(Stored data entries)
++++++++

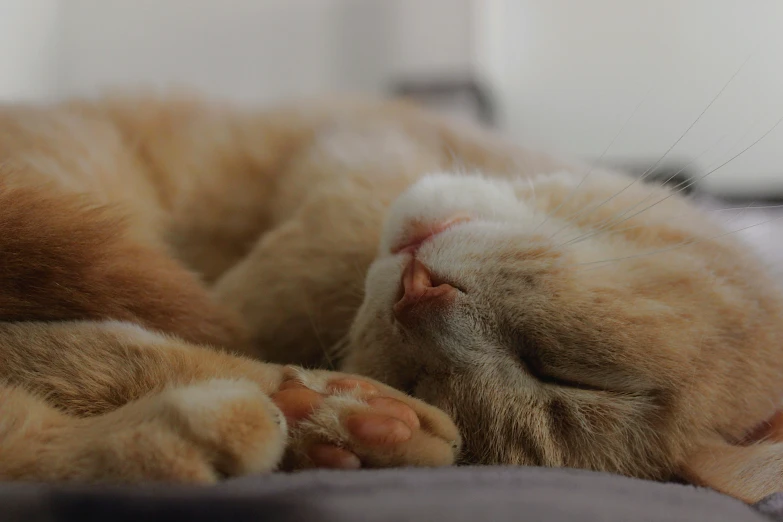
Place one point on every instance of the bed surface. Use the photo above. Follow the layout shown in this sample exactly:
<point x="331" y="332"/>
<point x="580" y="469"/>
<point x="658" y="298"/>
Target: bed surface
<point x="472" y="494"/>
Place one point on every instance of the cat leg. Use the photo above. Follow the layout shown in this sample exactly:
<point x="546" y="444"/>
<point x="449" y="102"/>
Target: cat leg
<point x="300" y="286"/>
<point x="131" y="397"/>
<point x="196" y="433"/>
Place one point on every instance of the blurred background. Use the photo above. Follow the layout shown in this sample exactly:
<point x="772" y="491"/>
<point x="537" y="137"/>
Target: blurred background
<point x="569" y="75"/>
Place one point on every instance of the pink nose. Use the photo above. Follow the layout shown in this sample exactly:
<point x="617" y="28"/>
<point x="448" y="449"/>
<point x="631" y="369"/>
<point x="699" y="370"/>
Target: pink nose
<point x="419" y="292"/>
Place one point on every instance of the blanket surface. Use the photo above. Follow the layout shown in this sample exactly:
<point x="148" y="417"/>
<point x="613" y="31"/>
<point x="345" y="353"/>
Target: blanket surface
<point x="449" y="495"/>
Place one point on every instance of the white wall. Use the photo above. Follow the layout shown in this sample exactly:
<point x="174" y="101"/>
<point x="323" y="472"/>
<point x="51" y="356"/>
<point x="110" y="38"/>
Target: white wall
<point x="245" y="50"/>
<point x="571" y="72"/>
<point x="568" y="72"/>
<point x="28" y="38"/>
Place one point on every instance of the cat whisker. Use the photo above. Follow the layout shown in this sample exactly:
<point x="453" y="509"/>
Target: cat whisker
<point x="742" y="210"/>
<point x="575" y="190"/>
<point x="650" y="170"/>
<point x="605" y="262"/>
<point x="682" y="186"/>
<point x="591" y="210"/>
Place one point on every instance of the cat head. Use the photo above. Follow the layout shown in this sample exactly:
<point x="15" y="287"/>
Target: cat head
<point x="566" y="320"/>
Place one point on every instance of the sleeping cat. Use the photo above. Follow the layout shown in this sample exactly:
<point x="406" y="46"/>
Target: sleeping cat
<point x="163" y="258"/>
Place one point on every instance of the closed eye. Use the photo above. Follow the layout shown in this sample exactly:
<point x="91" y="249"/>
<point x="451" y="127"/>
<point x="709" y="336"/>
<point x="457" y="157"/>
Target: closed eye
<point x="534" y="368"/>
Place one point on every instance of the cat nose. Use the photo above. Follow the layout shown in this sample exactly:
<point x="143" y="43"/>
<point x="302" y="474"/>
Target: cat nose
<point x="420" y="293"/>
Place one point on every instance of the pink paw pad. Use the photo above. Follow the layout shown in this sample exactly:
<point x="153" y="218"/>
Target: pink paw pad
<point x="387" y="422"/>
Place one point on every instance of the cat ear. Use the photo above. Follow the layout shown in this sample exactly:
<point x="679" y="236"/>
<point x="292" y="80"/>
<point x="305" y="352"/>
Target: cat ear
<point x="748" y="473"/>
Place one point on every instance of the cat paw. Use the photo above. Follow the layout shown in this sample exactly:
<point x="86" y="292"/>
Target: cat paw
<point x="349" y="422"/>
<point x="195" y="434"/>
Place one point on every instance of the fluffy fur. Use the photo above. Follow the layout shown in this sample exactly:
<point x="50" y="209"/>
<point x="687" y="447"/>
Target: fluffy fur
<point x="582" y="320"/>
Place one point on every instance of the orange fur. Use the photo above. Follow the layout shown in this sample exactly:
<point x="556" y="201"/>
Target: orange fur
<point x="138" y="235"/>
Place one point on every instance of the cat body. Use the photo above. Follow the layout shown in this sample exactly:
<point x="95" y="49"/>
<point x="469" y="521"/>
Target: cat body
<point x="164" y="258"/>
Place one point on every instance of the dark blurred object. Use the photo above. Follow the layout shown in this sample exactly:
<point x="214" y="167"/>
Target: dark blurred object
<point x="680" y="177"/>
<point x="460" y="96"/>
<point x="463" y="494"/>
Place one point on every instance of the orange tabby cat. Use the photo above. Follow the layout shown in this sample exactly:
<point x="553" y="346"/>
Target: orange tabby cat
<point x="560" y="318"/>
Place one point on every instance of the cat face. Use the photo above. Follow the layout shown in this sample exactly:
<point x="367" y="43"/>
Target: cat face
<point x="568" y="320"/>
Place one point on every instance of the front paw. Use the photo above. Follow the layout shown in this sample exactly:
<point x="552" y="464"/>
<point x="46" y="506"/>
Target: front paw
<point x="347" y="422"/>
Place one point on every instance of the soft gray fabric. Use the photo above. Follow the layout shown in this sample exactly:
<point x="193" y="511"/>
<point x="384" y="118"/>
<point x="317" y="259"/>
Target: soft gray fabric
<point x="449" y="494"/>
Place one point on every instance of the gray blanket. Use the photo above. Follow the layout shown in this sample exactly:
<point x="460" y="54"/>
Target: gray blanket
<point x="449" y="494"/>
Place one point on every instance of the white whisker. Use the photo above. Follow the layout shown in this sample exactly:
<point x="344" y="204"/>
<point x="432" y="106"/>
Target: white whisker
<point x="652" y="168"/>
<point x="595" y="163"/>
<point x="604" y="262"/>
<point x="686" y="184"/>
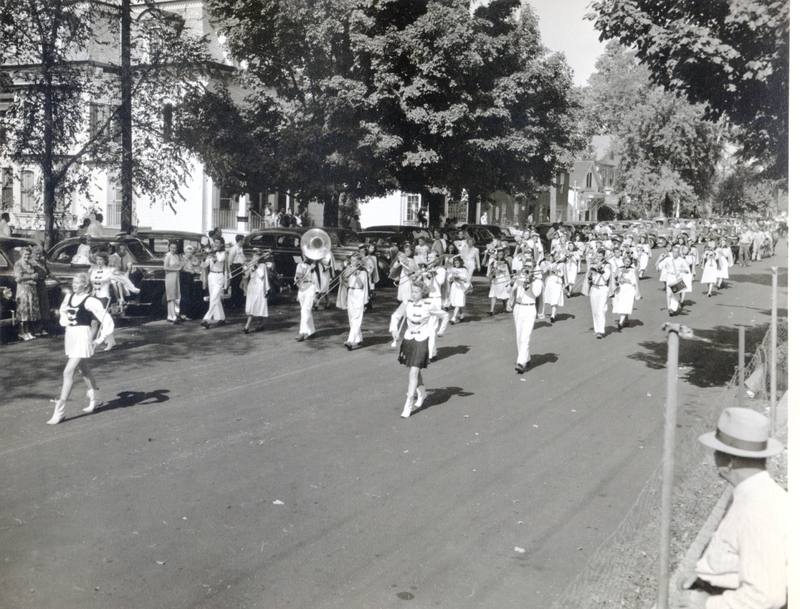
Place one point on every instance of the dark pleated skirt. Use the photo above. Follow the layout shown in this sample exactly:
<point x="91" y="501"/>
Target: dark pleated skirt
<point x="414" y="353"/>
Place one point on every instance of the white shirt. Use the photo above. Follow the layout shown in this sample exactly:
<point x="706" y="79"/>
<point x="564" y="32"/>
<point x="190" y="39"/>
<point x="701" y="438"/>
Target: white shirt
<point x="748" y="552"/>
<point x="418" y="315"/>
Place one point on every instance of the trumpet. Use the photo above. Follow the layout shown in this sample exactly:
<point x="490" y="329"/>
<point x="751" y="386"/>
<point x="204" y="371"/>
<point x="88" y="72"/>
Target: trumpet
<point x="252" y="264"/>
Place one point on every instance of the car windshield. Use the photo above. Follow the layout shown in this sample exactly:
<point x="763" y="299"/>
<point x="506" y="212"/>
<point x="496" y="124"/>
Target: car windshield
<point x="138" y="250"/>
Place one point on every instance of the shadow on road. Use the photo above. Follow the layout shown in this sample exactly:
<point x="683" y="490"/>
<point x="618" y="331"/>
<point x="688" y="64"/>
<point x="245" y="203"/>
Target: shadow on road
<point x="126" y="399"/>
<point x="437" y="397"/>
<point x="711" y="364"/>
<point x="445" y="352"/>
<point x="763" y="278"/>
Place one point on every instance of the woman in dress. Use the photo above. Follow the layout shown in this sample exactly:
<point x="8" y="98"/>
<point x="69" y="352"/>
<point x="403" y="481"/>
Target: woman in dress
<point x="218" y="269"/>
<point x="645" y="253"/>
<point x="471" y="257"/>
<point x="421" y="251"/>
<point x="572" y="264"/>
<point x="83" y="257"/>
<point x="710" y="266"/>
<point x="458" y="280"/>
<point x="674" y="267"/>
<point x="76" y="315"/>
<point x="401" y="270"/>
<point x="42" y="273"/>
<point x="553" y="295"/>
<point x="499" y="273"/>
<point x="688" y="256"/>
<point x="172" y="282"/>
<point x="725" y="261"/>
<point x="256" y="285"/>
<point x="627" y="291"/>
<point x="27" y="297"/>
<point x="599" y="279"/>
<point x="418" y="313"/>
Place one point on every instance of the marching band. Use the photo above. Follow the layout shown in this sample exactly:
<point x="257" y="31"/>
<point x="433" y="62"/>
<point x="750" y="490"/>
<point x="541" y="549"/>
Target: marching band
<point x="429" y="281"/>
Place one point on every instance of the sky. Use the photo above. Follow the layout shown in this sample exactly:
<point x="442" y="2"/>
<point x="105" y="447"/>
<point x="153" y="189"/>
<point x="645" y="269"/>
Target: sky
<point x="564" y="29"/>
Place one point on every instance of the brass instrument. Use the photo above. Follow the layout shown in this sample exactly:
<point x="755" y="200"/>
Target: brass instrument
<point x="315" y="244"/>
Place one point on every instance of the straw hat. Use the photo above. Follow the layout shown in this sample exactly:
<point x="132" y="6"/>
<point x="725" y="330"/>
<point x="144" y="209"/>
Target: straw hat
<point x="744" y="433"/>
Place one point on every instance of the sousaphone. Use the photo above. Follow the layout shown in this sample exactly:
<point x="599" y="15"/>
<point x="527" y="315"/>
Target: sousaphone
<point x="315" y="244"/>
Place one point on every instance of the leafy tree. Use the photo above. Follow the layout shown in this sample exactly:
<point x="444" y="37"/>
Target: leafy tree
<point x="732" y="55"/>
<point x="668" y="152"/>
<point x="49" y="52"/>
<point x="745" y="191"/>
<point x="422" y="95"/>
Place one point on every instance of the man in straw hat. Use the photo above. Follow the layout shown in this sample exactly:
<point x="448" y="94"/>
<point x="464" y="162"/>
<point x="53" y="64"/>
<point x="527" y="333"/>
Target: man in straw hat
<point x="744" y="564"/>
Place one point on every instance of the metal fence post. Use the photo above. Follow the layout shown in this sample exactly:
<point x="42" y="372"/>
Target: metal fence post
<point x="773" y="355"/>
<point x="670" y="421"/>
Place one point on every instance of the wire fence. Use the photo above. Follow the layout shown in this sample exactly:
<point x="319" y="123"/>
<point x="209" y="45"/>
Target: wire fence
<point x="623" y="571"/>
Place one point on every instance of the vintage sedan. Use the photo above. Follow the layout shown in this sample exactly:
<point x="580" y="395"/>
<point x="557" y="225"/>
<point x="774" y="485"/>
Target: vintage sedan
<point x="10" y="248"/>
<point x="284" y="243"/>
<point x="147" y="272"/>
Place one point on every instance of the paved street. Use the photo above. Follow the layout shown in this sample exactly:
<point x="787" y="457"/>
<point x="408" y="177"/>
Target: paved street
<point x="233" y="470"/>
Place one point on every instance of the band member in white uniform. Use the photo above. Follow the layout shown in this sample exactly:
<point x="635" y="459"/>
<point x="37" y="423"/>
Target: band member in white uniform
<point x="434" y="277"/>
<point x="353" y="296"/>
<point x="627" y="291"/>
<point x="599" y="276"/>
<point x="77" y="312"/>
<point x="554" y="284"/>
<point x="322" y="276"/>
<point x="499" y="273"/>
<point x="675" y="268"/>
<point x="256" y="287"/>
<point x="218" y="269"/>
<point x="414" y="348"/>
<point x="458" y="280"/>
<point x="306" y="293"/>
<point x="524" y="292"/>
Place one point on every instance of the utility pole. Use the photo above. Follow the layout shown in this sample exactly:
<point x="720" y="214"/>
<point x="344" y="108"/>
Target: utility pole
<point x="126" y="165"/>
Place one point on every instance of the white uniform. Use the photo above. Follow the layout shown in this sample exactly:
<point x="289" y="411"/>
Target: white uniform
<point x="598" y="297"/>
<point x="305" y="296"/>
<point x="524" y="318"/>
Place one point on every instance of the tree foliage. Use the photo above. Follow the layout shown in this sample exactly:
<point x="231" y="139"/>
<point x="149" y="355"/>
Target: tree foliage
<point x="375" y="95"/>
<point x="63" y="116"/>
<point x="731" y="55"/>
<point x="668" y="151"/>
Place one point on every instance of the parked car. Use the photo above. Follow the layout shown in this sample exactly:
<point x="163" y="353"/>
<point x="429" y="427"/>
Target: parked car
<point x="10" y="248"/>
<point x="411" y="233"/>
<point x="286" y="253"/>
<point x="158" y="241"/>
<point x="147" y="273"/>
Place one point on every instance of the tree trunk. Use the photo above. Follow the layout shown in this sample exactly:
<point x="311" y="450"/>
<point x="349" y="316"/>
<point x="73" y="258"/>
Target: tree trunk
<point x="330" y="213"/>
<point x="472" y="207"/>
<point x="435" y="203"/>
<point x="48" y="184"/>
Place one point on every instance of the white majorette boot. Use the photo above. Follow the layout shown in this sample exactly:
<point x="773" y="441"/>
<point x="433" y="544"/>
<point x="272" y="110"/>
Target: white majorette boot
<point x="94" y="400"/>
<point x="58" y="413"/>
<point x="408" y="407"/>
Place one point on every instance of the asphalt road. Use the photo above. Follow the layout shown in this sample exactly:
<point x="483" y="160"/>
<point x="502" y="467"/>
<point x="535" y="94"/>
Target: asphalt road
<point x="254" y="471"/>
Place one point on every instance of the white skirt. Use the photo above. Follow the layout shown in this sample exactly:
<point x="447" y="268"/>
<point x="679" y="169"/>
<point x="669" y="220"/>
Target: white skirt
<point x="553" y="291"/>
<point x="256" y="303"/>
<point x="78" y="341"/>
<point x="457" y="295"/>
<point x="501" y="287"/>
<point x="710" y="274"/>
<point x="623" y="300"/>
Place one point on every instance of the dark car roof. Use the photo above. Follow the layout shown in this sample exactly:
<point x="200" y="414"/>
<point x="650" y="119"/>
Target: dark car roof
<point x="166" y="234"/>
<point x="111" y="240"/>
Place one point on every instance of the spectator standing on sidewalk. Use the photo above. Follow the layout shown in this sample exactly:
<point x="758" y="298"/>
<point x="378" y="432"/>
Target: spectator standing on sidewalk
<point x="745" y="563"/>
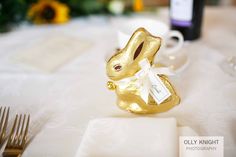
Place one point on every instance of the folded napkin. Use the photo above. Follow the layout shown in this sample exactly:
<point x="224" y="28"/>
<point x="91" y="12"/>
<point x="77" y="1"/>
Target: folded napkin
<point x="131" y="137"/>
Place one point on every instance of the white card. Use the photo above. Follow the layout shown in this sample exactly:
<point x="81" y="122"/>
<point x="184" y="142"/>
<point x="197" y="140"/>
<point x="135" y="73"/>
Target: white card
<point x="158" y="91"/>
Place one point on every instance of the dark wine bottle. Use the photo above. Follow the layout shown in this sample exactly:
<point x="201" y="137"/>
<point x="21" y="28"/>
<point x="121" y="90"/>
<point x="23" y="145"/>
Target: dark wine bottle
<point x="186" y="17"/>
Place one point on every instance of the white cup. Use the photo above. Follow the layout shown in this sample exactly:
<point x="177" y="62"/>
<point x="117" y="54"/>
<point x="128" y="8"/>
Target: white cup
<point x="156" y="28"/>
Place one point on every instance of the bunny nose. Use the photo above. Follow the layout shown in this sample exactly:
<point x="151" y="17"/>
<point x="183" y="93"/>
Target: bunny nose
<point x="117" y="67"/>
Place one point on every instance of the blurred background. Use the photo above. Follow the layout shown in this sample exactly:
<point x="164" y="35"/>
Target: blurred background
<point x="13" y="12"/>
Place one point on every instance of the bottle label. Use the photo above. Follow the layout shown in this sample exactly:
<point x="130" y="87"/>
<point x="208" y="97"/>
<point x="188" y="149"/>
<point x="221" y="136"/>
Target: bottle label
<point x="181" y="12"/>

++++++++

--- Work to be completed ---
The answer must be the line containing "Place one point on every instance of the folded" and every line after it to the end of the records, repeated exactly.

--- Exercise response ---
Place one point on every instance of the folded napkin. Use the photo above. Follow the layout shown in this sample exactly:
<point x="224" y="28"/>
<point x="91" y="12"/>
<point x="77" y="1"/>
Target: folded napkin
<point x="131" y="137"/>
Place one point on every instance of the white card. Use the photo above. Follow the layout shown in this sample exactly:
<point x="81" y="122"/>
<point x="184" y="142"/>
<point x="197" y="140"/>
<point x="135" y="73"/>
Target: white card
<point x="158" y="91"/>
Place one point on every instance of the dark wine bottle. Use the photo above. Follow the layout shown in this sample exactly:
<point x="201" y="137"/>
<point x="21" y="28"/>
<point x="121" y="90"/>
<point x="23" y="145"/>
Target: dark wine bottle
<point x="186" y="17"/>
Place one point on every instance of the white cup. Use the photo above. Follow the layout shown in this sample exactly:
<point x="177" y="62"/>
<point x="117" y="54"/>
<point x="128" y="8"/>
Target: white cup
<point x="156" y="28"/>
Place one point on every instance of the bunny nose. Use the photo above. Follow the layout shown in this sample exactly:
<point x="151" y="17"/>
<point x="183" y="93"/>
Target: bunny nose
<point x="117" y="67"/>
Place one point on every instance of the blurred background. Use the photo above. Follow the layout shown in this sample exactly:
<point x="164" y="35"/>
Target: blurred background
<point x="13" y="12"/>
Place one point on every instance of the bottle label. Use the photo above. Follow the layout shown in this sample exactly:
<point x="130" y="87"/>
<point x="208" y="97"/>
<point x="188" y="149"/>
<point x="221" y="136"/>
Target: bottle label
<point x="181" y="12"/>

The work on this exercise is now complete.